• _WHAT YOU ARE ASKED TO DO_
Copy word for word the stretch of the access-token email excerpt from "The access token" through "want to do.".

• _SOURCE EXTRACT_
= = = = = = =

The access token is fundamentally a conversational artifact between the AS and the RS which the client is the carrier of. The client is not the audience of the token, nor the creator of the token, nor even the manager of the token and the rights it represents. The client as a simple carrier is a powerful model that allows the security layer to get out of the way of the actual application logic that developers want to do.

 — Justin

> 
> --------------
> Alan Karp
> 
> 
> On Thu, Mar 18, 2021 at 4:56 AM Justin Richer <jricher@mit.edu <mailto:jricher@mit.edu>> wrote:
> On Mar 18, 2021, at 12:08 AM, Alan Karp <alanhkarp@gmail.com <mailto:alanhkarp@gmail.com>> wrote:
>> 
>> Adrian Gropper <agropper@healthurl.com <mailto:agropper@healthurl.com>> wrote:
>> 
>> Is there an AS involved in the delegation? How and where in the lifecycle of the protected resource? 
>> 
>> If tokens are certificates, the AS need not be involved in subsequent delegations.  The AS must be involved if the tokens are opaque.

= = = = = = =

• _SUPPLIED DATA_
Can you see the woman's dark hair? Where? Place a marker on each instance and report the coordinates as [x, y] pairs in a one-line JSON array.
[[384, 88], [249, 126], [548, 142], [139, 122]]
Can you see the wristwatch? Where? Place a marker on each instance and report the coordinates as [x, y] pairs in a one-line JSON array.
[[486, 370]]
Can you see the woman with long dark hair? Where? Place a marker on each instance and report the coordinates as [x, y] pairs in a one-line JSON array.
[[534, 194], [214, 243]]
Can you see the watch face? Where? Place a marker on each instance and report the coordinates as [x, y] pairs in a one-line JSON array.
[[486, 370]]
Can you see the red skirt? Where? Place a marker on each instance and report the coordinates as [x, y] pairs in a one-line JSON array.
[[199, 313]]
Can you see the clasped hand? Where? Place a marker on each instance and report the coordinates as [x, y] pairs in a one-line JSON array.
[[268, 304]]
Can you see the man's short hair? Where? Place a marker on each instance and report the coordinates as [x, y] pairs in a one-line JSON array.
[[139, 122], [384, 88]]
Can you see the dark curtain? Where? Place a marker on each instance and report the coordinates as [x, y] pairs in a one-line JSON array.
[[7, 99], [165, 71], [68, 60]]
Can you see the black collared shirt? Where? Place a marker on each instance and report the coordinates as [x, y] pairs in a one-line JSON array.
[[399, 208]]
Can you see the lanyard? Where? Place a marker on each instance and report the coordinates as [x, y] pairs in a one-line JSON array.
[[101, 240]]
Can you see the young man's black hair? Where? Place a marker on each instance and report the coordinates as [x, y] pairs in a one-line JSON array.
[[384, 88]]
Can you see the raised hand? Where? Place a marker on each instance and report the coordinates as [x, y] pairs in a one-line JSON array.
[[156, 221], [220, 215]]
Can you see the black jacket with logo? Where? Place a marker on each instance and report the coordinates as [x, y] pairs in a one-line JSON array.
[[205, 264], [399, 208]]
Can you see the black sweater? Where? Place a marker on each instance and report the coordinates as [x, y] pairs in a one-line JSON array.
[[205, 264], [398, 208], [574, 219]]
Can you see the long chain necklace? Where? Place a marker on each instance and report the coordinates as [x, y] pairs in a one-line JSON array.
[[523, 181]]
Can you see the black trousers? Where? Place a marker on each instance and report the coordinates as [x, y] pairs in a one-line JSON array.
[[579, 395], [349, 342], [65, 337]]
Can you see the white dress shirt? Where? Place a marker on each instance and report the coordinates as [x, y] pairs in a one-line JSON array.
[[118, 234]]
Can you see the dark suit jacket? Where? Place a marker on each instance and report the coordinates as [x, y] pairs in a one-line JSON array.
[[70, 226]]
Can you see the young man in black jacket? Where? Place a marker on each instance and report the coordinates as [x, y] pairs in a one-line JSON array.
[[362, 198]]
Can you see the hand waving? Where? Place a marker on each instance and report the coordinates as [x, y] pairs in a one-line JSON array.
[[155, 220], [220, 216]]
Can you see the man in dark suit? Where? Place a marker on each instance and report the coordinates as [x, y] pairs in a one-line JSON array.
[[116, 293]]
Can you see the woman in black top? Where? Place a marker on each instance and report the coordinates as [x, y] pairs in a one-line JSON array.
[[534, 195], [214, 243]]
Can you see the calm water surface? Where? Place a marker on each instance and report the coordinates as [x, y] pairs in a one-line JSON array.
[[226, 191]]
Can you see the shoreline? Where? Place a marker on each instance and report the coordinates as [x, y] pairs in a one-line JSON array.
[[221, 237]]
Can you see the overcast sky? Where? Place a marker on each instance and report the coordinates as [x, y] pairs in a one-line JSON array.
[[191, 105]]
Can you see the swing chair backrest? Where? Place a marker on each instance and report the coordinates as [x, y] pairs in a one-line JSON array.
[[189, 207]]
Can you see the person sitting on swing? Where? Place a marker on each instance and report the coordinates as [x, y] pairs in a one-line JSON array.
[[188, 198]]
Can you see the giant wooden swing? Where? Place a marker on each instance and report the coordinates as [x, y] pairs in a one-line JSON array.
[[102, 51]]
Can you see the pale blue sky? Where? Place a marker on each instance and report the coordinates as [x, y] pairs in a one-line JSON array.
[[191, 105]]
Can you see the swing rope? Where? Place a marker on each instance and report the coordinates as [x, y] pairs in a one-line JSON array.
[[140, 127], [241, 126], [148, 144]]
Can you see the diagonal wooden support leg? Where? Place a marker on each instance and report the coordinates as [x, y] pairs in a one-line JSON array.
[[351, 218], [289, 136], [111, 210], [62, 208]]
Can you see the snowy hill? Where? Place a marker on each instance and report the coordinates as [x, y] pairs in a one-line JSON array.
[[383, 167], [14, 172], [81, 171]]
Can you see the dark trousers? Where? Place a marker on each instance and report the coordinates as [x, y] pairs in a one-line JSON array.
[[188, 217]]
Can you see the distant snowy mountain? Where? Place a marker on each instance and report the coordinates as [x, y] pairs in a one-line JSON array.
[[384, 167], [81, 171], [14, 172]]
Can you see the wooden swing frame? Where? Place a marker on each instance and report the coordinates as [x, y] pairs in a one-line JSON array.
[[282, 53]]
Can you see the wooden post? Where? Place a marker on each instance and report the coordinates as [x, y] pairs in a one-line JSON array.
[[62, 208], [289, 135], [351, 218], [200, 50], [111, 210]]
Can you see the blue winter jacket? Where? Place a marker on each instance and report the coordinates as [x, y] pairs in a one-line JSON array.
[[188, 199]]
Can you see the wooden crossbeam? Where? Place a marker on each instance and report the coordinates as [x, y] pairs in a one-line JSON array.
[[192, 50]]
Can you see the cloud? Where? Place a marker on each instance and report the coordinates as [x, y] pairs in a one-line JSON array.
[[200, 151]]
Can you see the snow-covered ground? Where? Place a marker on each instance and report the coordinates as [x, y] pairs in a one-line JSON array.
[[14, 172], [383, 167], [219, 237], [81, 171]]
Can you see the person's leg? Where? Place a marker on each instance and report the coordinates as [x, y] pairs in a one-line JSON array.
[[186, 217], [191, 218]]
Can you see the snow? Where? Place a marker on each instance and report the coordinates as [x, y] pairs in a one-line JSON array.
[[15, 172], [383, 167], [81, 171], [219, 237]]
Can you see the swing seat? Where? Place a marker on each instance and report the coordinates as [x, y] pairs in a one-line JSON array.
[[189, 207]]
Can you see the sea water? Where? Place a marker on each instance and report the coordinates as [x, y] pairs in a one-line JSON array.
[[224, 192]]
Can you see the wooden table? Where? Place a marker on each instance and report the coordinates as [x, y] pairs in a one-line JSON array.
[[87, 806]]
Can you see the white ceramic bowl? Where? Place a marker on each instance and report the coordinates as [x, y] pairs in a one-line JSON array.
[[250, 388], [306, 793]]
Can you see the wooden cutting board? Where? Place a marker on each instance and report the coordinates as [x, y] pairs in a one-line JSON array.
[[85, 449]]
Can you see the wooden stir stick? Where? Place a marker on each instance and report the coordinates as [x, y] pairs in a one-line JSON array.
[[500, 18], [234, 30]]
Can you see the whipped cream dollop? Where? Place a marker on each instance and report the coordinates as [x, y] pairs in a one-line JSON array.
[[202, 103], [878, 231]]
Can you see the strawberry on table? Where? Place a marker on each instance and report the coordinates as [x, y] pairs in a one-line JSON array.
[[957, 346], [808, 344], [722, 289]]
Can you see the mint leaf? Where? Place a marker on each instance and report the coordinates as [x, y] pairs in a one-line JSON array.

= = = = = = =

• _PROBLEM SOLUTION_
The access token is fundamentally a conversational artifact between the AS and the RS which the client is the carrier of. The client is not the audience of the token, nor the creator of the token, nor even the manager of the token and the rights it represents. The client as a simple carrier is a powerful model that allows the security layer to get out of the way of the actual application logic that developers want to do.